(Data begins)

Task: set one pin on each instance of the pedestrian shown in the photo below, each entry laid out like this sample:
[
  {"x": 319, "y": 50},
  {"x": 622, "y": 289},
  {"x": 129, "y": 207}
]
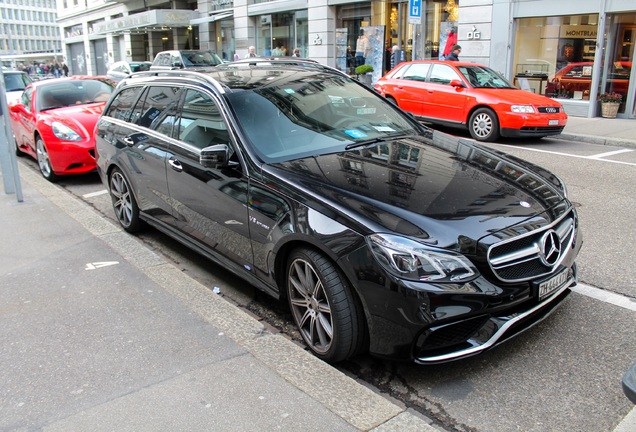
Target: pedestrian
[
  {"x": 251, "y": 52},
  {"x": 454, "y": 54},
  {"x": 397, "y": 56}
]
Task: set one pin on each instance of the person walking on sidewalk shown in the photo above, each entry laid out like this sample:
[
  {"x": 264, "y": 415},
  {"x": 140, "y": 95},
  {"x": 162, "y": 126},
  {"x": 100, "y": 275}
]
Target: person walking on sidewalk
[{"x": 454, "y": 54}]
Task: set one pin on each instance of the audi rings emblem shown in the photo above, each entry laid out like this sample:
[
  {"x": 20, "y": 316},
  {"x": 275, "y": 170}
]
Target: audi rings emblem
[{"x": 550, "y": 249}]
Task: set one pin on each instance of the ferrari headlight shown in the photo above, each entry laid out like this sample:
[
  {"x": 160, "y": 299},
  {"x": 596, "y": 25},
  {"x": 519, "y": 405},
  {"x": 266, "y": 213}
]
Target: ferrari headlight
[
  {"x": 408, "y": 259},
  {"x": 64, "y": 132},
  {"x": 522, "y": 108}
]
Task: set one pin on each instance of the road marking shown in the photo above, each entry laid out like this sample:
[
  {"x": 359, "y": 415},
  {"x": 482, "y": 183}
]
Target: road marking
[
  {"x": 94, "y": 194},
  {"x": 96, "y": 265},
  {"x": 602, "y": 155},
  {"x": 606, "y": 296},
  {"x": 567, "y": 154}
]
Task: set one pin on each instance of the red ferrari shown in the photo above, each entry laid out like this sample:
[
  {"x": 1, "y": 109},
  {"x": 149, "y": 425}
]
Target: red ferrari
[
  {"x": 54, "y": 122},
  {"x": 473, "y": 97}
]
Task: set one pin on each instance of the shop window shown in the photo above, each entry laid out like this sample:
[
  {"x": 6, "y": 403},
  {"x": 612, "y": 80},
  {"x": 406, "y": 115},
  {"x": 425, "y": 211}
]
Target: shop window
[{"x": 555, "y": 55}]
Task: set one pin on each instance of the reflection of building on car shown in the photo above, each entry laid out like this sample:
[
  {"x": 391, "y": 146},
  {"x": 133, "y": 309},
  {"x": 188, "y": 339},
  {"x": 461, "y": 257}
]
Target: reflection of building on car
[{"x": 574, "y": 81}]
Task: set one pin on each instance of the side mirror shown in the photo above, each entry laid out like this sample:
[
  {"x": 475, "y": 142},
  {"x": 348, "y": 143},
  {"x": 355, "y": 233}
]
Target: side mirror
[
  {"x": 16, "y": 108},
  {"x": 213, "y": 156}
]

(Data ends)

* **Goal of the exercise**: When a line of the data holds the string "above", pick it out and copy it.

* **Task answer**:
Task: set one pin on each instance of the person walking on sidewalk shown in the photo above, each entry laid out like this sample:
Task: set one pin on each instance of the audi rings emblem shown in the photo above, each entry laid out like this sample:
Task: set one pin on each instance of the ferrari headlight shown in the photo above, each entry laid out like this sample:
Task: set one pin on each instance of the road marking shown in the photo above, each entry laid out like this sample:
Task: set one pin on each instance of the red ferrari shown in the photo above, each entry laid out like this sample:
Task: set one pin on each instance of the shop window shown in the photo above, each entry laid out like this sample:
Task: set one pin on each instance of the reflection of building on car shown in the photo above, each entry laid out like this sample:
Task: set one pin on each instance of the side mirror shown in the photo above, each entry laid out like this sample:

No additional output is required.